Work to be completed:
Copy each line of the records that includes "flipper".

╭─ Information supplied

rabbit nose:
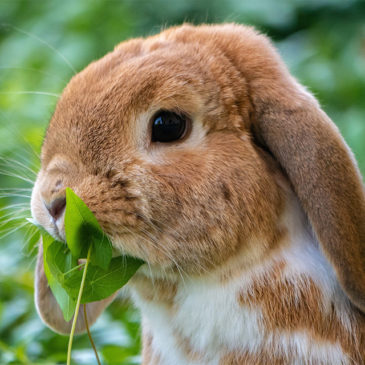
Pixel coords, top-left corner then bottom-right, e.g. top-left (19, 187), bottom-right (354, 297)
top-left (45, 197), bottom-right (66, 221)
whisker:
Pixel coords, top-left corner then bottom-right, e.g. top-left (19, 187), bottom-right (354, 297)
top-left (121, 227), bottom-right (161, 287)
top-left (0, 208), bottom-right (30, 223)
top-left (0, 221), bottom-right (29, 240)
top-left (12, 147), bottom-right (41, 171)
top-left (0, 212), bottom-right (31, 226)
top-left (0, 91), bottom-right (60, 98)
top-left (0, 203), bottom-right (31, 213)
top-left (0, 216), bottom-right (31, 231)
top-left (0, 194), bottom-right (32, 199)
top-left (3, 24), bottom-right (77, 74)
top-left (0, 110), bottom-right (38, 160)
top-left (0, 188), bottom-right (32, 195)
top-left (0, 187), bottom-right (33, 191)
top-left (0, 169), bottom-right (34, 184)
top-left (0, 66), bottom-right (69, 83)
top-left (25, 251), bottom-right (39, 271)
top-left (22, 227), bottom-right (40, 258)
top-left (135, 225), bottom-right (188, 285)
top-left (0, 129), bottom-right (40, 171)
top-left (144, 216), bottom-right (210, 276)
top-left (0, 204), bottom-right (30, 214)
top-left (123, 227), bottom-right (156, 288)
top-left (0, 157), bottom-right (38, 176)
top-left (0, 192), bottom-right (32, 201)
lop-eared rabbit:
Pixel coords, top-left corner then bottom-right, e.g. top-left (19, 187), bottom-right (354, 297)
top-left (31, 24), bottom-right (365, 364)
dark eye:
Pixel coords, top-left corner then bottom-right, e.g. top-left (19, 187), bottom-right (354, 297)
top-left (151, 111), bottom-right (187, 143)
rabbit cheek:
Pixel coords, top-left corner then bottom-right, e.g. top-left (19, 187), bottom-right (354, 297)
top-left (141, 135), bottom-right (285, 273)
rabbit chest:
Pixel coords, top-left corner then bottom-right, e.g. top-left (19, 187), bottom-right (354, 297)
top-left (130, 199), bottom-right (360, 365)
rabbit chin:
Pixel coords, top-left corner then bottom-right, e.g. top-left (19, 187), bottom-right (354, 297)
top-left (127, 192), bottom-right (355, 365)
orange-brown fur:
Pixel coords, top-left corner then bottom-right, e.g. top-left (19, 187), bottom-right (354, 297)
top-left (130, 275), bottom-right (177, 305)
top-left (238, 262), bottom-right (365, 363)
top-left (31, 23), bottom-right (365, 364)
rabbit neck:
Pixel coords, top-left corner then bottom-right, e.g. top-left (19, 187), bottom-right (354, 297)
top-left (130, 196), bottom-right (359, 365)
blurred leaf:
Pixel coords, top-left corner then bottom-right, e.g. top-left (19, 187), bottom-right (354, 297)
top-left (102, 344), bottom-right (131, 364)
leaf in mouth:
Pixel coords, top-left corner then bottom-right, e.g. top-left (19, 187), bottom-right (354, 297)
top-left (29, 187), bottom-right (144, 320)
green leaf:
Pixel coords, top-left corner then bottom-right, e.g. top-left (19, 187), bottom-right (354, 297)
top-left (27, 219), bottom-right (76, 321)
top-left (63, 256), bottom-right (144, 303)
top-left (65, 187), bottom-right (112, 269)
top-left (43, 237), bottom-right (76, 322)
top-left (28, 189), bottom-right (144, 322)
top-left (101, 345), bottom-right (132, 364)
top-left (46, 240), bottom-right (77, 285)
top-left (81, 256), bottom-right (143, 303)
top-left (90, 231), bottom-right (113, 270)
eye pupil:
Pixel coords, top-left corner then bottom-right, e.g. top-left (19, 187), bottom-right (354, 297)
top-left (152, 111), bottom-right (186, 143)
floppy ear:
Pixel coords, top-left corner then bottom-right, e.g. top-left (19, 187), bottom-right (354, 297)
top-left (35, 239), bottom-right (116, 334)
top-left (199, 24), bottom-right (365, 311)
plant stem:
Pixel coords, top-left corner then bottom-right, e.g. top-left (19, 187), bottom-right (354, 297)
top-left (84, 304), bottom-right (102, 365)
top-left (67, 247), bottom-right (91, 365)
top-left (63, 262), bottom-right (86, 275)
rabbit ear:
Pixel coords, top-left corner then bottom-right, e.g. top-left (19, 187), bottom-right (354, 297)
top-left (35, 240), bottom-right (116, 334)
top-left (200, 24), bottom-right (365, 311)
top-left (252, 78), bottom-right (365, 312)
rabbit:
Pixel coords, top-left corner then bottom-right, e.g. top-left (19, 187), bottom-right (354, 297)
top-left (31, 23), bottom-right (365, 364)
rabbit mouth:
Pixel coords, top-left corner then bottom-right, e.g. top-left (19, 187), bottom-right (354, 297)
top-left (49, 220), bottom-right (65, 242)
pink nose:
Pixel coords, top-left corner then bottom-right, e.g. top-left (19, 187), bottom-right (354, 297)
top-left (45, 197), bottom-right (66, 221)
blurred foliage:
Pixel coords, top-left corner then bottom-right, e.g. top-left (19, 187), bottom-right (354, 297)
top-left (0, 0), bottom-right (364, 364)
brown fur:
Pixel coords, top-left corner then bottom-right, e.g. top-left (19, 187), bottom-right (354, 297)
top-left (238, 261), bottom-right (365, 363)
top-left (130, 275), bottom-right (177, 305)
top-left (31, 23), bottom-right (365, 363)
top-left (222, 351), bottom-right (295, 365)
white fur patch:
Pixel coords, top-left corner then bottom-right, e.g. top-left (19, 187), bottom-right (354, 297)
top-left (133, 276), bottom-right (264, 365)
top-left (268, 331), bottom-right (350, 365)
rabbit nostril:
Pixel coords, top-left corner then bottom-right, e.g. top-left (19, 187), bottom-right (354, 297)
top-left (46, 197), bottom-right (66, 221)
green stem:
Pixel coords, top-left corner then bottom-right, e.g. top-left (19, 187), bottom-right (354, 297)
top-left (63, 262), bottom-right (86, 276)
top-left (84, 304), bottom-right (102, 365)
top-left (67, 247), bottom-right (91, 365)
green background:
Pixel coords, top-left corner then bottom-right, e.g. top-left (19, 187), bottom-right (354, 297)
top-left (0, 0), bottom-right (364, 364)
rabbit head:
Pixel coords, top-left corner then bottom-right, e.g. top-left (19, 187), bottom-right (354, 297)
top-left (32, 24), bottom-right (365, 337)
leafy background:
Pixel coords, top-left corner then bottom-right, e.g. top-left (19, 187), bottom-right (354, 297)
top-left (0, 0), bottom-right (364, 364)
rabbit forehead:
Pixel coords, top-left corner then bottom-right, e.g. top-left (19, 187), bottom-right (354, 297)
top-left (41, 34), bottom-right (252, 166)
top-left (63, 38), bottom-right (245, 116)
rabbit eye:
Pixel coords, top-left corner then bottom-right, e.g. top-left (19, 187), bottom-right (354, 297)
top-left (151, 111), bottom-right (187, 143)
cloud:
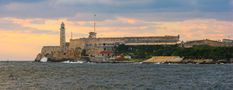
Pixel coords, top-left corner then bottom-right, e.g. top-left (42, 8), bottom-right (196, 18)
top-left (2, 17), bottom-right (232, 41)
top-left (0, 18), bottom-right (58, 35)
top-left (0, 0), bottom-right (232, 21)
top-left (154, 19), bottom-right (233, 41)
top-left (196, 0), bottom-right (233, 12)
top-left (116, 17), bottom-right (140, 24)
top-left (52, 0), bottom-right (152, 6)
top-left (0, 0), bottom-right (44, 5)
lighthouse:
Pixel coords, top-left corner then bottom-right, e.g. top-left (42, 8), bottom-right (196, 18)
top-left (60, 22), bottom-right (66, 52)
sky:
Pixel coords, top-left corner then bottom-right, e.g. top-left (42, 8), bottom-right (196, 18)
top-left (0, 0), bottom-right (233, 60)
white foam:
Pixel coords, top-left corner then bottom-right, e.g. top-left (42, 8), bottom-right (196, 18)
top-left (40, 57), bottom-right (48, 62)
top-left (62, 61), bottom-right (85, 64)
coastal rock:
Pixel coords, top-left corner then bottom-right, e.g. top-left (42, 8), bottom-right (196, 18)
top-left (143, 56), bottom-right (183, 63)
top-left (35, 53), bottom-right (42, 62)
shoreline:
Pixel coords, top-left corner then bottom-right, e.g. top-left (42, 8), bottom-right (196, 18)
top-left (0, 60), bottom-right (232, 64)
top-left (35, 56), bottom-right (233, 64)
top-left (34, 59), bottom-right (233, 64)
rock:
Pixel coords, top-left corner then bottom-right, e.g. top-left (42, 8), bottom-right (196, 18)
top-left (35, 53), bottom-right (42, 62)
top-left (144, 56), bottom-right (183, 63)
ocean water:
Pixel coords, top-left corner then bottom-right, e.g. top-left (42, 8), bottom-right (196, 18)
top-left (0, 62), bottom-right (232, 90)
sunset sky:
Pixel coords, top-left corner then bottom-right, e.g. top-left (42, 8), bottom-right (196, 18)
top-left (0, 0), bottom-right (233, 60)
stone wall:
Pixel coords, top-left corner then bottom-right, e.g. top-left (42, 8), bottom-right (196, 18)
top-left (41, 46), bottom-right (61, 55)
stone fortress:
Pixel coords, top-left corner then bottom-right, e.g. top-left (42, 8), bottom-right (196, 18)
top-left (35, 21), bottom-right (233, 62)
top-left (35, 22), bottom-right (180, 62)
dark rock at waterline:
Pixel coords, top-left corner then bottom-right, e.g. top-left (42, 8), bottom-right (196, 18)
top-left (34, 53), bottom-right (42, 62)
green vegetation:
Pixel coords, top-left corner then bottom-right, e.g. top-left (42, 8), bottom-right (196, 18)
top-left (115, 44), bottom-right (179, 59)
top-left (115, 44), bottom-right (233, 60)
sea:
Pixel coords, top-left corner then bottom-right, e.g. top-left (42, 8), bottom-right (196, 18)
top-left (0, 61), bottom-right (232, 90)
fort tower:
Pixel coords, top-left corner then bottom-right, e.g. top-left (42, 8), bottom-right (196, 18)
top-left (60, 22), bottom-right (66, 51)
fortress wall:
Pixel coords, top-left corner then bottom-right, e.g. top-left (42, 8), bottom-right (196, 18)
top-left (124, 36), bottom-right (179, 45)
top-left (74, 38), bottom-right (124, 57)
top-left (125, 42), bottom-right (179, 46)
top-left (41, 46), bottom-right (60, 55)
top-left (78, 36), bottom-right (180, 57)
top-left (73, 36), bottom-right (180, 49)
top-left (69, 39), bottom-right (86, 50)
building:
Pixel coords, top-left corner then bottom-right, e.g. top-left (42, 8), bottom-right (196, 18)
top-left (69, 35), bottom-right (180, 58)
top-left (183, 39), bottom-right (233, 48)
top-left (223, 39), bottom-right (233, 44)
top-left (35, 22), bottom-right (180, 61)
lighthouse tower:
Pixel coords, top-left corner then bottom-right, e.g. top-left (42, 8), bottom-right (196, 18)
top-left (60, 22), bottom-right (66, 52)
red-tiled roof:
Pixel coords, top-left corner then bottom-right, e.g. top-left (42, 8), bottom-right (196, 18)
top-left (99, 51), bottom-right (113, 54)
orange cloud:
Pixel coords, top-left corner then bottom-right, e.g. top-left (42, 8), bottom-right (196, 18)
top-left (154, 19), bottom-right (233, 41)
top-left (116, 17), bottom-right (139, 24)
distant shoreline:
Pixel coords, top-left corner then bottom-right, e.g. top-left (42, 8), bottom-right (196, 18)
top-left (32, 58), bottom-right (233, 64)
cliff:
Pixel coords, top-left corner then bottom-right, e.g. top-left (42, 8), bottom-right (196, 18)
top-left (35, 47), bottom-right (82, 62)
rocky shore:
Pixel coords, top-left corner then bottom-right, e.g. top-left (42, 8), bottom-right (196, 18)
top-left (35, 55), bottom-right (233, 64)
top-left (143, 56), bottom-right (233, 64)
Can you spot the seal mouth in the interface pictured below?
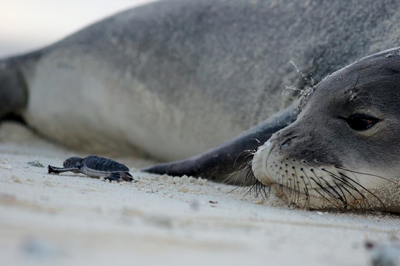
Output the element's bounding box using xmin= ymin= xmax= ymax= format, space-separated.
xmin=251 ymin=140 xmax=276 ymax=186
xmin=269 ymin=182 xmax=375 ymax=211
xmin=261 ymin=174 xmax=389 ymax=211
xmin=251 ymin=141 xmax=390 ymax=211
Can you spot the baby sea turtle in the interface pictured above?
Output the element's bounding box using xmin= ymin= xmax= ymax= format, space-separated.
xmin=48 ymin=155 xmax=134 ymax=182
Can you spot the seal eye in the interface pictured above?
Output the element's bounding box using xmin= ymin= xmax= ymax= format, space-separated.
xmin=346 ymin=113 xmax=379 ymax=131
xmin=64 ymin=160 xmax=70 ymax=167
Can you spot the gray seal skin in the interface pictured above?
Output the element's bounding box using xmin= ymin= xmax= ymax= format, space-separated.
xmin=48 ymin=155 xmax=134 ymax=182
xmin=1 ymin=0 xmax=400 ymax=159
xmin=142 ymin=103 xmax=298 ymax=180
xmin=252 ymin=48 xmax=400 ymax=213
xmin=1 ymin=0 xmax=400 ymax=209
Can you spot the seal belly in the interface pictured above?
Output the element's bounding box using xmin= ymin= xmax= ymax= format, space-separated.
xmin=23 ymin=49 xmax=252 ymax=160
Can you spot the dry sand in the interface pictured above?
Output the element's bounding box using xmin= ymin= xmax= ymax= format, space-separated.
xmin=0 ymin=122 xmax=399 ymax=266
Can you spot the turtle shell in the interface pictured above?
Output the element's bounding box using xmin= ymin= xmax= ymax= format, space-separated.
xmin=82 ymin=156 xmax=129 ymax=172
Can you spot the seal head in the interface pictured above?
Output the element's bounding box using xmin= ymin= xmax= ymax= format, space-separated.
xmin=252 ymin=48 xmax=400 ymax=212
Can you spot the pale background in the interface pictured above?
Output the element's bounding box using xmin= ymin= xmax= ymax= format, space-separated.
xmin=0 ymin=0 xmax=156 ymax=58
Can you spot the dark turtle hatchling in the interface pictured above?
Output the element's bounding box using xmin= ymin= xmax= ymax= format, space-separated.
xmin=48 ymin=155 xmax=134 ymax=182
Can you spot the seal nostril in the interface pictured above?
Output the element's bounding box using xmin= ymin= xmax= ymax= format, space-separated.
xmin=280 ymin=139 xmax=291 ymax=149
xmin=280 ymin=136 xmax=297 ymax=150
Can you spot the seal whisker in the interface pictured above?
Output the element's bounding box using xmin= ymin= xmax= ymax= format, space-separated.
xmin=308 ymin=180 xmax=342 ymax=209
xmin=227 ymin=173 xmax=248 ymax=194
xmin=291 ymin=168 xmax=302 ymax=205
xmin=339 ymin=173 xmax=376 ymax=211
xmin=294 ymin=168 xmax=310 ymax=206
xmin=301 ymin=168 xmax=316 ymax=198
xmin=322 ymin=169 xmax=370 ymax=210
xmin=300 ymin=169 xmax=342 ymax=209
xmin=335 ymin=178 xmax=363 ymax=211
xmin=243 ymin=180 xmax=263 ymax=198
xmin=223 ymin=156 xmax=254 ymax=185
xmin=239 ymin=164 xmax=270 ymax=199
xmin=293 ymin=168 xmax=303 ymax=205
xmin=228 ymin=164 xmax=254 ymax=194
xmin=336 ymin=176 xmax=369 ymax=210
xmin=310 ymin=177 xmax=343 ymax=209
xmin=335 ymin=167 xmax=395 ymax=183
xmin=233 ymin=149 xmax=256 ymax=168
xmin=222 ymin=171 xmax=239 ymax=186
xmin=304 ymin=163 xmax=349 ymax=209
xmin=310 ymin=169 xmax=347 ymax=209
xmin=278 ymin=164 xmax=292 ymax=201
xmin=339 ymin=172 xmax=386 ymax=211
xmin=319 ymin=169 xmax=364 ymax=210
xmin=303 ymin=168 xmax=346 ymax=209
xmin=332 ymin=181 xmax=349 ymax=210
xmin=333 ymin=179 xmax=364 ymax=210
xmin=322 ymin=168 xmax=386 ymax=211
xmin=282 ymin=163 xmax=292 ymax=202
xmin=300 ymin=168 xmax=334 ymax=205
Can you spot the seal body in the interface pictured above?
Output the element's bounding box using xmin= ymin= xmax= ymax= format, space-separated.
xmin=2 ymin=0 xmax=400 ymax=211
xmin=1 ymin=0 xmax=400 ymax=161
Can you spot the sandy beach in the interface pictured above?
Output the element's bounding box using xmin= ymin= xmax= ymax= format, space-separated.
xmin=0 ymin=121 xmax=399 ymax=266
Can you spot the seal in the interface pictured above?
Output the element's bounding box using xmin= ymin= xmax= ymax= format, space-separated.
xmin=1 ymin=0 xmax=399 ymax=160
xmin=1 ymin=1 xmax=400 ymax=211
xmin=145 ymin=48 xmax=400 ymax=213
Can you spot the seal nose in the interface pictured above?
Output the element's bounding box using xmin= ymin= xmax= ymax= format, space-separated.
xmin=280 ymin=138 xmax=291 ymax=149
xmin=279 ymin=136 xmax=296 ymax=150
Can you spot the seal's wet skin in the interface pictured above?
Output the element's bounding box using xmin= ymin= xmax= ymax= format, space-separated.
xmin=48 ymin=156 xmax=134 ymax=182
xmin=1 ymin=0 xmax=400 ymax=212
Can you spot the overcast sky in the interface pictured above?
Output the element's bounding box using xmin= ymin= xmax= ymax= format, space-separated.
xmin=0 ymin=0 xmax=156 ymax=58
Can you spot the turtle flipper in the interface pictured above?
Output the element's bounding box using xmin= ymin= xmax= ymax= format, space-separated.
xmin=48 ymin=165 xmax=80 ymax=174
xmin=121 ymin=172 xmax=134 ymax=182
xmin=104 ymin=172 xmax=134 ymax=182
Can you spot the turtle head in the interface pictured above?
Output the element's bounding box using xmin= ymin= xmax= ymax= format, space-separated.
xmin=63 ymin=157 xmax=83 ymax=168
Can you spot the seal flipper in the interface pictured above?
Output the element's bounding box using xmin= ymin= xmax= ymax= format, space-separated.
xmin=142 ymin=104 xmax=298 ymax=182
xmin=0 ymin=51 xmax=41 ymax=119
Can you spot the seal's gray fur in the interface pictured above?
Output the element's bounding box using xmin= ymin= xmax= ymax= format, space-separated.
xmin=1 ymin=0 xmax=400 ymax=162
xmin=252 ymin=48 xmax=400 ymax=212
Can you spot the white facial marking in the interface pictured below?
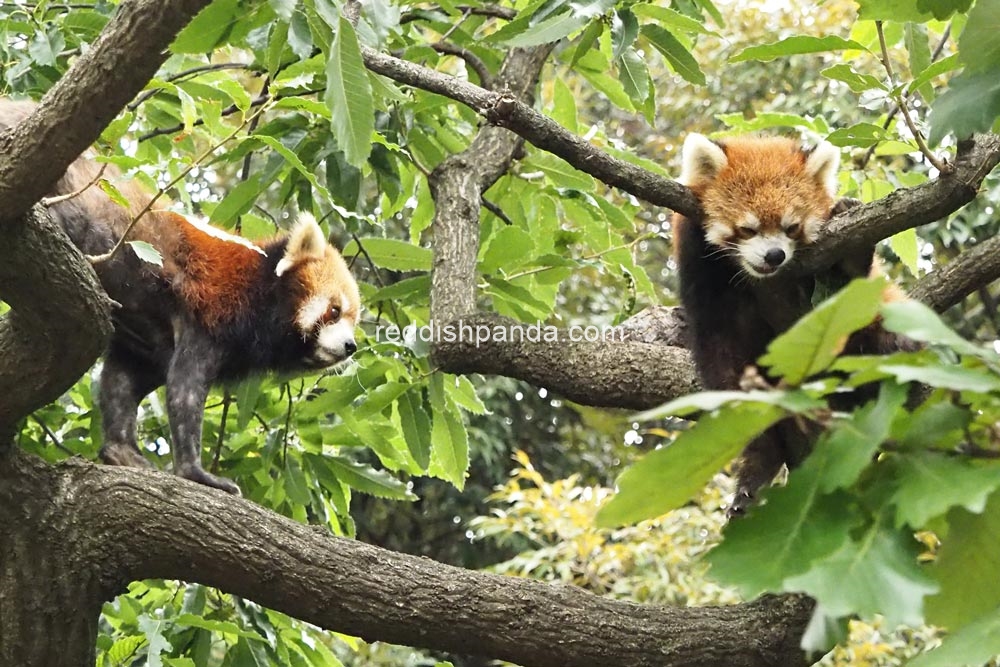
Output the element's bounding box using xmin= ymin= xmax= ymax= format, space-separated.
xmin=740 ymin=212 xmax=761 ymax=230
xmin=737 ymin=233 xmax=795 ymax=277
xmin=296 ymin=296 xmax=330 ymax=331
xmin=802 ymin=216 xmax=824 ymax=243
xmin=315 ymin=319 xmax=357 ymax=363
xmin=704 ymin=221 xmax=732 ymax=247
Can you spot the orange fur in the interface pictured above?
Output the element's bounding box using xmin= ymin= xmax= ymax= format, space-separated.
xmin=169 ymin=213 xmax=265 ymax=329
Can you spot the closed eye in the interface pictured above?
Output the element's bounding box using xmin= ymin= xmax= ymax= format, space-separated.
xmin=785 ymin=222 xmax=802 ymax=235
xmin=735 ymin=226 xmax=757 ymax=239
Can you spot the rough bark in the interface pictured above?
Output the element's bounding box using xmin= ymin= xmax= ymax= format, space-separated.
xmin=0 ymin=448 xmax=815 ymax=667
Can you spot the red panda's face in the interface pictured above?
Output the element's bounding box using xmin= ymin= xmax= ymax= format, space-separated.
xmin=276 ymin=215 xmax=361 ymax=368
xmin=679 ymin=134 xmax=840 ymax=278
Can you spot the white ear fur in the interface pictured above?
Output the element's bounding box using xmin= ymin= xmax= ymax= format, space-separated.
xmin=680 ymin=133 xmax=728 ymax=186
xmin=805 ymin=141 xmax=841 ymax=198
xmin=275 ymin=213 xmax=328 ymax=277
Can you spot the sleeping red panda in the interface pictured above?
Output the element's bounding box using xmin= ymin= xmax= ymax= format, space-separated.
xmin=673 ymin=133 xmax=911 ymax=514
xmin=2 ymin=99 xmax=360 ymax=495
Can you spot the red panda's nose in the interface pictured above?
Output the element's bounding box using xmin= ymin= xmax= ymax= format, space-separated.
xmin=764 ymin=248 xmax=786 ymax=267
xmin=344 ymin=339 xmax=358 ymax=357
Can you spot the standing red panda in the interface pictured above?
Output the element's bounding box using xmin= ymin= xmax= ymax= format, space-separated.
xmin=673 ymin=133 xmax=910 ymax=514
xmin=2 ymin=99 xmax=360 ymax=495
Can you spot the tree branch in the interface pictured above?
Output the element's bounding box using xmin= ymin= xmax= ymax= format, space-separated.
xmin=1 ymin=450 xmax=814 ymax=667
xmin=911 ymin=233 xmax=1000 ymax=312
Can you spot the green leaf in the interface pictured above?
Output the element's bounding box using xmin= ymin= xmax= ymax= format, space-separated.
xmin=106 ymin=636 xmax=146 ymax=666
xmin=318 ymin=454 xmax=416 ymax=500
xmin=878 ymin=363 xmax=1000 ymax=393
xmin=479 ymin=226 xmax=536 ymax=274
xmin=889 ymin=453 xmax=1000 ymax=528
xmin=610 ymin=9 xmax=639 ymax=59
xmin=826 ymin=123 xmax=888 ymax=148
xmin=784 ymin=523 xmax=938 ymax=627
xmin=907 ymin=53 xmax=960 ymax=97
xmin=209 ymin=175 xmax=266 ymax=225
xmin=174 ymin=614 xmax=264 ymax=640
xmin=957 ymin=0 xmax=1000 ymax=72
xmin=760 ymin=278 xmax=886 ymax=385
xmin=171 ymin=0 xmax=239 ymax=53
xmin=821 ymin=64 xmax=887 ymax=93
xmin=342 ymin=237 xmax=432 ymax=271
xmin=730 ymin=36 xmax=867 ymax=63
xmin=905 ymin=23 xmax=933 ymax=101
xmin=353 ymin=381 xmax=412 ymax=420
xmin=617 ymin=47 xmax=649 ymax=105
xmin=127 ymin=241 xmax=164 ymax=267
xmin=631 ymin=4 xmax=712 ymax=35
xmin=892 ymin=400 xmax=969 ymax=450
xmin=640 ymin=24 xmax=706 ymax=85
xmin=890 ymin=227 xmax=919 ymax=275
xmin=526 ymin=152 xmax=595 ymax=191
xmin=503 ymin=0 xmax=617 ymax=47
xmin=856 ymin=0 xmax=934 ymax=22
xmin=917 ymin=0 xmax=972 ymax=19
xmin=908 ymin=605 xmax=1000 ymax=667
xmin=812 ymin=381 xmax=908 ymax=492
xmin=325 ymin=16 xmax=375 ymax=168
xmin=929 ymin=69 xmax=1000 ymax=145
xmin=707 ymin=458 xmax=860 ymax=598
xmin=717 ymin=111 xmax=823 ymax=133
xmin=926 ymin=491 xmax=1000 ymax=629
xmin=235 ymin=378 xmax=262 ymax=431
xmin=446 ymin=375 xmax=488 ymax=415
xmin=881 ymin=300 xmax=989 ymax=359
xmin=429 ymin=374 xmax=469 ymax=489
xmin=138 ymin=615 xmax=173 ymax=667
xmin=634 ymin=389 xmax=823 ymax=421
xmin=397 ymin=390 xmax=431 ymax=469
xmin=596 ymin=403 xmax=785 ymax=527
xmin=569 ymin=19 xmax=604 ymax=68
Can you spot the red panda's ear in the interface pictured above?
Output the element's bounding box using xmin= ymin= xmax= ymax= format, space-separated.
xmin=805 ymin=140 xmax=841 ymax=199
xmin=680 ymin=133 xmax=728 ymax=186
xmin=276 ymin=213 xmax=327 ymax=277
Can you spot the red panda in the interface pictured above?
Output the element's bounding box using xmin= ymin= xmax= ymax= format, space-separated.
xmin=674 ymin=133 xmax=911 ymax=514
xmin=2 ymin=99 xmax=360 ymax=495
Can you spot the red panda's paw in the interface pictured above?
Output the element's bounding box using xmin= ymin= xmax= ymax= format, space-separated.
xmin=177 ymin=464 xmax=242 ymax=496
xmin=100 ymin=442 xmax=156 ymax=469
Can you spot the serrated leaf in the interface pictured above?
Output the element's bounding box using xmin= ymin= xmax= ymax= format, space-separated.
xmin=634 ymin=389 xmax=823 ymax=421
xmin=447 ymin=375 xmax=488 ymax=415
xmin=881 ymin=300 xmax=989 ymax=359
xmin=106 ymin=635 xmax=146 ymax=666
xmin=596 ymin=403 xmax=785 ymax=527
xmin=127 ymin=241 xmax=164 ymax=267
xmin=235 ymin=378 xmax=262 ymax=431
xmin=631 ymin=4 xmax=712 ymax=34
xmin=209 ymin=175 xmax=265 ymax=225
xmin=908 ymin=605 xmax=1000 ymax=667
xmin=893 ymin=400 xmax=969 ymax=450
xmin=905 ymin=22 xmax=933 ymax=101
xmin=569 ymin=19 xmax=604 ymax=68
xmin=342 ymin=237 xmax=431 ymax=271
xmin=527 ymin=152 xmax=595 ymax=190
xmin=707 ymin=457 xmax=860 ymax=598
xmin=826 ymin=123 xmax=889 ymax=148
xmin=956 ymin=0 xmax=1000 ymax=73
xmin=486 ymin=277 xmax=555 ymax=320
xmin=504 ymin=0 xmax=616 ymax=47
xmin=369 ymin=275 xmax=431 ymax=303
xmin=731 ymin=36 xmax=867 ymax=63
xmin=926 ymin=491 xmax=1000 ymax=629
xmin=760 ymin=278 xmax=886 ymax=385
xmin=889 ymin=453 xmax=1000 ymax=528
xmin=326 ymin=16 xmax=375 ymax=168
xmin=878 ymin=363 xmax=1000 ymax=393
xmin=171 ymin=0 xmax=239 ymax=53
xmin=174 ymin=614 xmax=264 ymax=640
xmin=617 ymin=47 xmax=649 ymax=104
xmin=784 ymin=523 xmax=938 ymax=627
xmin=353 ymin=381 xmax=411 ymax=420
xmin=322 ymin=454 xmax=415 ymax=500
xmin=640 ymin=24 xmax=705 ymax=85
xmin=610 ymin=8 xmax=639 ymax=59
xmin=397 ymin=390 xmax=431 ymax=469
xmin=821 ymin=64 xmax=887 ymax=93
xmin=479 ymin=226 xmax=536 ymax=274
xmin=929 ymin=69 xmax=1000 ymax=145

╰─

Answer to the exercise:
Can you spot the turtle flipper in the interface pictured above?
Can you spot the seal flipper in the interface pictured above?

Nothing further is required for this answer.